--- Stated task ---
Reproduce all the entries exactly.

— BEGIN Record list —

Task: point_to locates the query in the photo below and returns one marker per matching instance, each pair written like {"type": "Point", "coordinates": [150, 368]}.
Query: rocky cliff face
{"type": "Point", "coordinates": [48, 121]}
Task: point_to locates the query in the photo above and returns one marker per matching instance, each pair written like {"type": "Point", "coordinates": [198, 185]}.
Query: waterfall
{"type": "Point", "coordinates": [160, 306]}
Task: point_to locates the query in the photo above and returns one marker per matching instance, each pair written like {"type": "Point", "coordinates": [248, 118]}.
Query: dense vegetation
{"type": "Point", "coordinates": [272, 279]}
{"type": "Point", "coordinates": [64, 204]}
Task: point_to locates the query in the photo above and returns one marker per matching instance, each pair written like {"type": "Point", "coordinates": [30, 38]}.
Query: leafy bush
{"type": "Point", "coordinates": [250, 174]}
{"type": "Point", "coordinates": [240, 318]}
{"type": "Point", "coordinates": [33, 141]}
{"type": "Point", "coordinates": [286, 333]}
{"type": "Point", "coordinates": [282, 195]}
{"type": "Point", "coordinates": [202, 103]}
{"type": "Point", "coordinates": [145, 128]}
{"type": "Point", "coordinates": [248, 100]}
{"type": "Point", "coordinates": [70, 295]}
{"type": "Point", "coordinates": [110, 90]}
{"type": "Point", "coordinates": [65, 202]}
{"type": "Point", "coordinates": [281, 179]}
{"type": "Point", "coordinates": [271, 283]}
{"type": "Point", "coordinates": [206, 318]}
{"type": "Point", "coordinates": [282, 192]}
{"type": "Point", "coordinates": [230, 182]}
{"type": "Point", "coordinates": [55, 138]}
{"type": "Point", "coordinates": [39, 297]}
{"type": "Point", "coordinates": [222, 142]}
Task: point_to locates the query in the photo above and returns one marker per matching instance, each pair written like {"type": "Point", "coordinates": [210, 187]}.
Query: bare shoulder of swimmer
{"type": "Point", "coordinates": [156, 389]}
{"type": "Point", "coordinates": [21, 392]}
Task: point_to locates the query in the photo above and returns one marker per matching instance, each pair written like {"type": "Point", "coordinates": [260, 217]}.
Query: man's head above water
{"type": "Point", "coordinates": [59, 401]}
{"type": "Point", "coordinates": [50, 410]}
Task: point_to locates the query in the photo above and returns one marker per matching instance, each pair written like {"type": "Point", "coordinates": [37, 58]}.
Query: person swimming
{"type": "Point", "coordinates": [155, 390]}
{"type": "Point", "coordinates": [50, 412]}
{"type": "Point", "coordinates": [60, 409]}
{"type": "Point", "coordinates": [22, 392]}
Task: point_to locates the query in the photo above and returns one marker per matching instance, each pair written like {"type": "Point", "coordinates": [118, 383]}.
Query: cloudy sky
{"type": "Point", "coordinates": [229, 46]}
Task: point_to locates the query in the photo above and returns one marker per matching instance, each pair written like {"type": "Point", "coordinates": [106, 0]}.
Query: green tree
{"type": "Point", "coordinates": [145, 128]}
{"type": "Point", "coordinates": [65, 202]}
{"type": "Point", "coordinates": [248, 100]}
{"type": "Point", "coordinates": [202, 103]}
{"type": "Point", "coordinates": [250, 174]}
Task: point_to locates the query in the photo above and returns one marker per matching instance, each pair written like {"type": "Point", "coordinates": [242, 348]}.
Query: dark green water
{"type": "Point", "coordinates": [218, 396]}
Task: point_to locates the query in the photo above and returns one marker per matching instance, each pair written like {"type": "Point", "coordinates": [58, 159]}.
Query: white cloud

— END Record list —

--- Solution to this problem ---
Task: point_to locates the query in the photo below and returns one marker per matching instance, each pair written like {"type": "Point", "coordinates": [150, 368]}.
Query: rocky cliff face
{"type": "Point", "coordinates": [48, 121]}
Task: point_to locates the query in the photo above and returns one marker per matching instance, each pair written like {"type": "Point", "coordinates": [198, 185]}.
Query: waterfall
{"type": "Point", "coordinates": [160, 306]}
Task: point_to locates the query in the photo above and returns one marker per matching instance, each pair written like {"type": "Point", "coordinates": [248, 118]}.
Query: dense vegetation
{"type": "Point", "coordinates": [272, 279]}
{"type": "Point", "coordinates": [64, 204]}
Task: point_to locates the query in the photo above and returns one marker per matching instance, each pair written like {"type": "Point", "coordinates": [30, 38]}.
Query: leafy bush
{"type": "Point", "coordinates": [250, 174]}
{"type": "Point", "coordinates": [240, 318]}
{"type": "Point", "coordinates": [33, 141]}
{"type": "Point", "coordinates": [286, 333]}
{"type": "Point", "coordinates": [282, 195]}
{"type": "Point", "coordinates": [202, 103]}
{"type": "Point", "coordinates": [145, 128]}
{"type": "Point", "coordinates": [248, 100]}
{"type": "Point", "coordinates": [70, 295]}
{"type": "Point", "coordinates": [110, 90]}
{"type": "Point", "coordinates": [65, 202]}
{"type": "Point", "coordinates": [281, 179]}
{"type": "Point", "coordinates": [271, 283]}
{"type": "Point", "coordinates": [206, 318]}
{"type": "Point", "coordinates": [282, 192]}
{"type": "Point", "coordinates": [230, 182]}
{"type": "Point", "coordinates": [55, 138]}
{"type": "Point", "coordinates": [39, 297]}
{"type": "Point", "coordinates": [222, 142]}
Task: point_to locates the query in the photo above and returns one marker per matching instance, each pair written like {"type": "Point", "coordinates": [210, 187]}.
Query: bare shoulder of swimmer
{"type": "Point", "coordinates": [156, 389]}
{"type": "Point", "coordinates": [21, 392]}
Task: point_to locates the query in the photo above and returns one marker per matching instance, each pair written like {"type": "Point", "coordinates": [260, 217]}.
Query: man's head above water
{"type": "Point", "coordinates": [59, 401]}
{"type": "Point", "coordinates": [50, 410]}
Task: point_to locates the query in the photo above and returns one marker per matching instance, each pair written like {"type": "Point", "coordinates": [37, 58]}.
Query: person swimming
{"type": "Point", "coordinates": [155, 390]}
{"type": "Point", "coordinates": [50, 412]}
{"type": "Point", "coordinates": [60, 409]}
{"type": "Point", "coordinates": [22, 392]}
Task: point_to locates the query in the photo above and returns one marker per matching instance, each pair written like {"type": "Point", "coordinates": [118, 383]}.
Query: cloudy sky
{"type": "Point", "coordinates": [229, 46]}
Task: point_to locates the query in the photo above and returns one marker per matching instance, each pair written like {"type": "Point", "coordinates": [106, 0]}.
Query: green tree
{"type": "Point", "coordinates": [145, 128]}
{"type": "Point", "coordinates": [65, 202]}
{"type": "Point", "coordinates": [248, 100]}
{"type": "Point", "coordinates": [202, 103]}
{"type": "Point", "coordinates": [250, 174]}
Task: point_to locates the query in the photo above and returns one marker per matching instance, each pair written like {"type": "Point", "coordinates": [242, 348]}.
Query: dark green water
{"type": "Point", "coordinates": [218, 396]}
Task: point_to locates the query in the photo above and returns one marker per matching instance, each pair written like {"type": "Point", "coordinates": [58, 159]}.
Query: white cloud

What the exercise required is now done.